→ PROBLEM DESCRIPTION
Scale the stretch of the listing from the line containing "Mark coca-cola advertising banner." through the line containing "[771,2,792,255]" by writing out each line again. Copy the "Mark" lines unchanged, and multiply every bounding-box coordinate by 2.4, rounding to whole numbers with halves rounded up.
---+---
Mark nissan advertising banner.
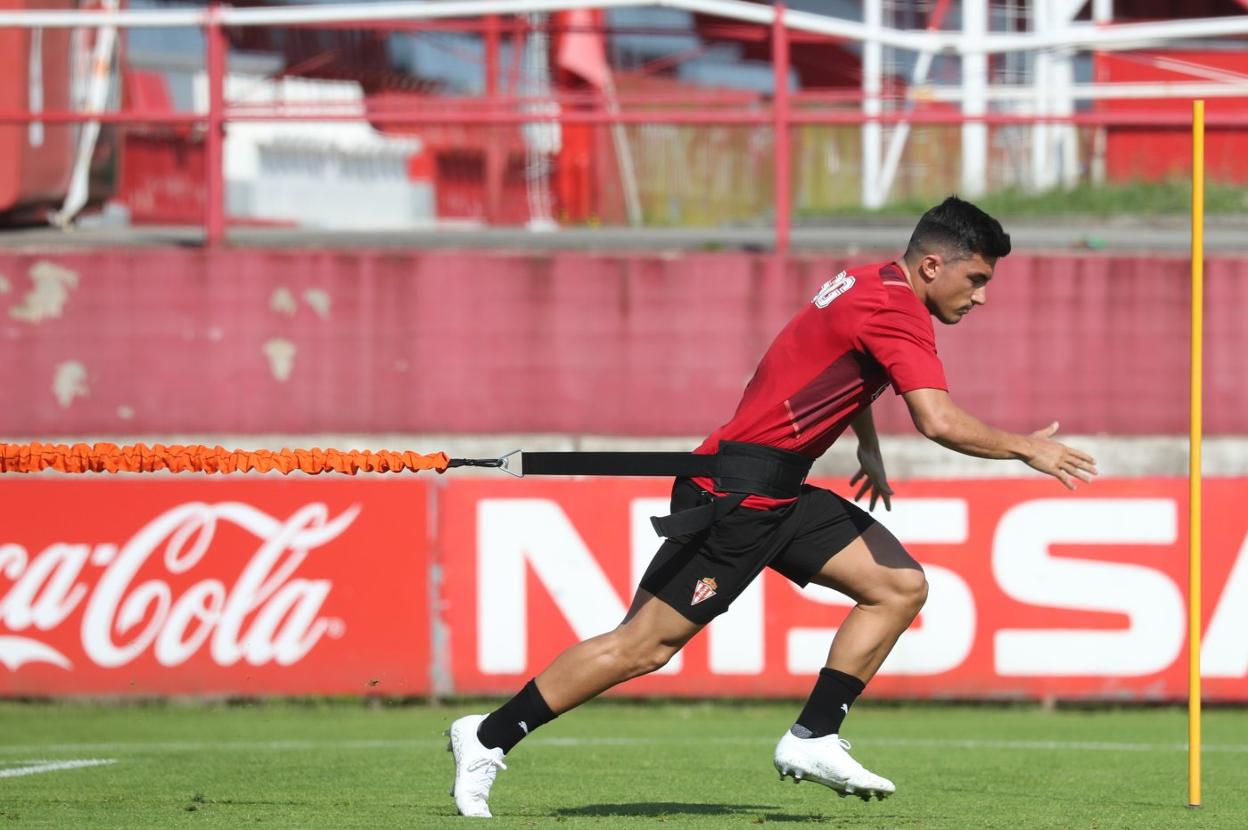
[0,477,1248,700]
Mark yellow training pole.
[1187,101,1204,808]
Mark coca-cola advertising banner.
[0,476,1248,700]
[439,479,1248,700]
[0,477,429,695]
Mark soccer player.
[448,196,1097,818]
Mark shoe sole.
[778,766,892,801]
[442,729,459,798]
[442,729,494,819]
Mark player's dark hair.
[906,196,1010,260]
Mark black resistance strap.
[449,441,812,537]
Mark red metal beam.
[0,106,1248,129]
[203,2,226,247]
[771,2,792,255]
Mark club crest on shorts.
[689,577,719,605]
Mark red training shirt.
[694,262,948,508]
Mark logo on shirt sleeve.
[811,271,855,308]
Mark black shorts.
[641,478,875,624]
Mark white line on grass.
[0,736,1248,758]
[0,758,117,778]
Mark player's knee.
[610,637,680,678]
[634,644,679,676]
[894,567,927,615]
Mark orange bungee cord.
[0,443,449,476]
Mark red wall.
[1096,50,1248,183]
[0,250,1248,437]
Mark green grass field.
[0,701,1248,830]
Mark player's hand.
[1026,421,1097,491]
[850,444,892,510]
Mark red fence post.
[771,2,791,253]
[203,2,226,247]
[485,15,505,225]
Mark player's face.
[920,253,996,326]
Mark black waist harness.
[522,441,814,537]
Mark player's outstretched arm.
[904,389,1097,489]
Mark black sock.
[477,680,559,754]
[790,669,866,738]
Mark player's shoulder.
[812,262,910,311]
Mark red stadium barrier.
[0,476,429,695]
[0,477,1248,701]
[0,240,1248,437]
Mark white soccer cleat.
[775,731,897,801]
[443,715,507,819]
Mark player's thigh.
[771,487,926,603]
[810,523,927,605]
[617,588,703,649]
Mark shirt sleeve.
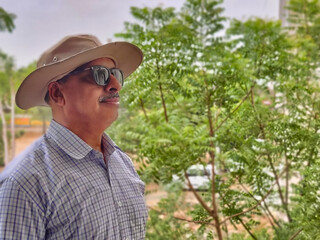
[0,179,45,239]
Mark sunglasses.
[68,65,124,86]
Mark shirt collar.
[46,120,115,159]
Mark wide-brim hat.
[16,35,143,109]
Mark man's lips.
[99,96,119,103]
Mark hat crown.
[37,35,102,68]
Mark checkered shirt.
[0,120,148,240]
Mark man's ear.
[48,82,65,106]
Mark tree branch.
[289,228,303,240]
[147,206,215,227]
[220,166,288,224]
[214,85,255,132]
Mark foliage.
[0,7,16,32]
[110,0,320,239]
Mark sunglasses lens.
[110,68,123,86]
[91,66,123,86]
[93,67,110,86]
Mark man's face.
[61,58,121,131]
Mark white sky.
[0,0,279,67]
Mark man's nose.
[105,74,122,92]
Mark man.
[0,35,147,239]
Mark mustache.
[99,93,120,102]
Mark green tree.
[110,0,319,239]
[0,7,16,32]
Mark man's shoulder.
[0,135,50,184]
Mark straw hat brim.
[16,42,143,109]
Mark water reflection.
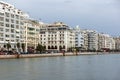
[0,54,120,80]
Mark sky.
[3,0,120,36]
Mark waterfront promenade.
[0,52,97,59]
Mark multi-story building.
[98,33,115,50]
[114,37,120,51]
[88,30,98,50]
[81,29,88,50]
[0,1,29,48]
[24,19,40,51]
[40,22,75,51]
[73,26,84,49]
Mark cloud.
[64,0,72,4]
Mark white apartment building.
[73,26,84,49]
[88,30,98,50]
[40,22,75,51]
[0,1,28,48]
[114,37,120,50]
[24,19,40,52]
[98,33,115,50]
[81,29,98,50]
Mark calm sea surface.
[0,54,120,80]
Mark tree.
[6,42,11,51]
[17,42,20,48]
[17,42,20,52]
[36,44,45,53]
[3,44,6,48]
[21,43,25,52]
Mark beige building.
[40,22,75,51]
[0,1,29,48]
[98,33,115,50]
[24,19,40,51]
[114,37,120,51]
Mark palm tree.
[21,43,25,52]
[4,42,11,51]
[17,42,20,53]
[36,44,45,53]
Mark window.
[0,38,3,41]
[11,24,14,28]
[6,24,9,27]
[5,29,9,32]
[5,34,9,37]
[11,14,14,18]
[0,22,4,26]
[5,13,9,17]
[16,15,19,19]
[11,19,14,23]
[16,25,19,29]
[0,12,4,16]
[0,17,4,21]
[0,28,3,31]
[11,29,14,33]
[11,34,14,38]
[5,19,9,22]
[16,21,19,24]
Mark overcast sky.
[3,0,120,36]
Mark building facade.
[73,26,84,50]
[0,1,29,48]
[88,30,98,51]
[98,33,115,50]
[24,19,40,52]
[40,22,75,51]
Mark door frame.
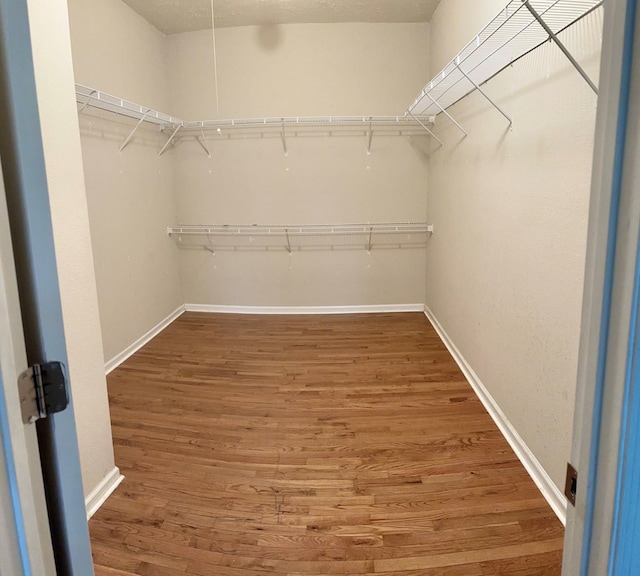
[0,0,94,576]
[0,156,55,576]
[563,0,640,576]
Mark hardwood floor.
[90,313,564,576]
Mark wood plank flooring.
[90,313,564,576]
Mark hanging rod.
[167,222,431,236]
[407,0,603,120]
[167,222,433,254]
[182,116,434,132]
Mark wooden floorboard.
[89,313,564,576]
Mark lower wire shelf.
[167,222,433,254]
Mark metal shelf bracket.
[118,109,151,152]
[522,0,602,95]
[194,130,211,159]
[280,118,291,156]
[158,124,182,156]
[427,93,469,138]
[408,112,444,148]
[455,56,513,128]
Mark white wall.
[167,24,429,306]
[69,0,184,361]
[29,0,114,495]
[426,0,601,496]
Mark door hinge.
[564,462,578,506]
[18,362,69,424]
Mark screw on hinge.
[564,462,578,506]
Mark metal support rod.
[78,90,97,114]
[427,92,469,136]
[280,118,291,156]
[284,228,291,256]
[158,124,181,156]
[455,58,513,126]
[522,0,598,95]
[119,109,151,152]
[409,112,444,146]
[194,130,211,158]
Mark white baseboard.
[424,306,567,526]
[185,304,424,314]
[104,305,184,374]
[84,466,124,520]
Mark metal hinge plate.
[564,463,578,506]
[18,362,69,424]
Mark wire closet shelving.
[167,222,433,254]
[406,0,603,135]
[76,84,433,157]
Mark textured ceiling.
[123,0,440,34]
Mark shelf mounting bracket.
[284,228,291,256]
[194,130,211,159]
[522,0,598,96]
[118,109,151,152]
[280,118,291,156]
[408,111,444,148]
[158,124,181,156]
[78,90,97,114]
[427,92,469,138]
[455,56,513,127]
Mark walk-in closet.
[0,0,604,576]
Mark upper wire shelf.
[407,0,603,119]
[167,222,433,254]
[76,84,184,127]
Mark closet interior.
[63,0,602,572]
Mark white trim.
[104,305,185,374]
[185,304,424,314]
[424,306,567,526]
[84,466,124,520]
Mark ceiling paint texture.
[123,0,440,34]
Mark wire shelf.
[76,84,184,127]
[408,0,602,116]
[167,222,432,253]
[76,84,433,132]
[183,116,433,131]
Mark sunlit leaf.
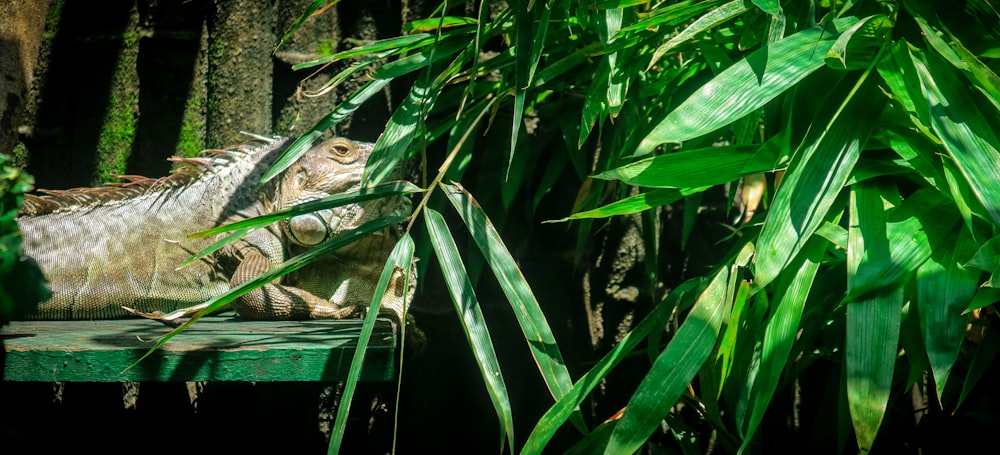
[911,47,1000,225]
[635,18,857,155]
[754,73,885,288]
[424,208,514,452]
[646,0,747,71]
[604,267,730,454]
[916,229,979,398]
[594,145,777,188]
[441,184,582,432]
[844,183,903,453]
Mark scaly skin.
[17,139,413,332]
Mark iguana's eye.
[295,169,309,186]
[329,139,358,164]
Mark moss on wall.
[93,7,139,184]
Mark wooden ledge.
[0,317,396,382]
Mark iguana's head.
[274,138,410,247]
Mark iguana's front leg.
[230,248,357,320]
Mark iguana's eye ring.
[327,138,359,164]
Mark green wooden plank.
[0,317,396,382]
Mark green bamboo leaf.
[646,0,747,71]
[965,236,1000,288]
[955,322,1000,409]
[403,16,479,34]
[911,46,1000,225]
[521,279,688,454]
[545,186,708,223]
[440,183,585,429]
[962,283,1000,314]
[713,280,758,400]
[260,79,389,185]
[424,208,514,452]
[635,18,857,155]
[371,36,469,79]
[362,74,441,184]
[844,183,903,453]
[604,267,730,454]
[738,235,829,453]
[594,145,777,188]
[753,0,781,15]
[274,0,340,49]
[754,72,885,289]
[327,234,414,455]
[916,228,979,399]
[608,0,730,40]
[826,14,892,70]
[846,189,958,300]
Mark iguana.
[17,137,414,336]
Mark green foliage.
[0,154,51,324]
[268,0,1000,453]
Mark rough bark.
[0,0,49,162]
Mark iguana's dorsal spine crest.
[18,139,281,216]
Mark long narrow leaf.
[844,183,903,453]
[521,278,701,454]
[754,73,885,288]
[604,267,729,454]
[441,183,573,430]
[594,145,777,188]
[740,236,828,452]
[424,208,514,452]
[916,228,980,399]
[635,18,857,155]
[646,0,747,71]
[327,234,413,455]
[546,187,708,223]
[911,46,1000,225]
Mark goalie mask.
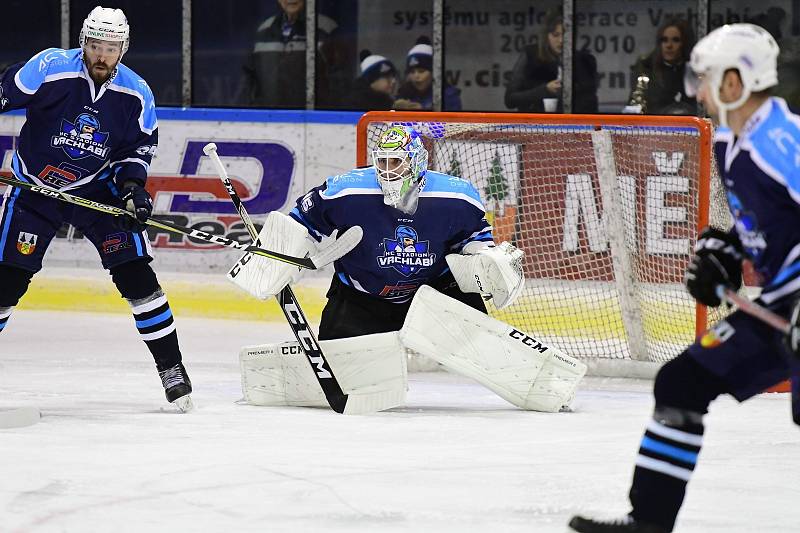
---+---
→ COMPLETE RESPONSE
Mark coca-cola advertising banner.
[0,1142,2995,1680]
[1054,1150,2995,1680]
[0,1145,1030,1668]
Mark soccer player.
[1075,470,2633,1963]
Mark shoe sole.
[1867,1838,2141,1922]
[1061,1750,1102,1915]
[1061,1750,1186,1966]
Mark player's dark hair.
[2174,470,2424,624]
Mark black resistance strap.
[1078,1058,1949,1289]
Mark red metal beam.
[0,254,2995,310]
[487,5,542,593]
[1850,5,1901,612]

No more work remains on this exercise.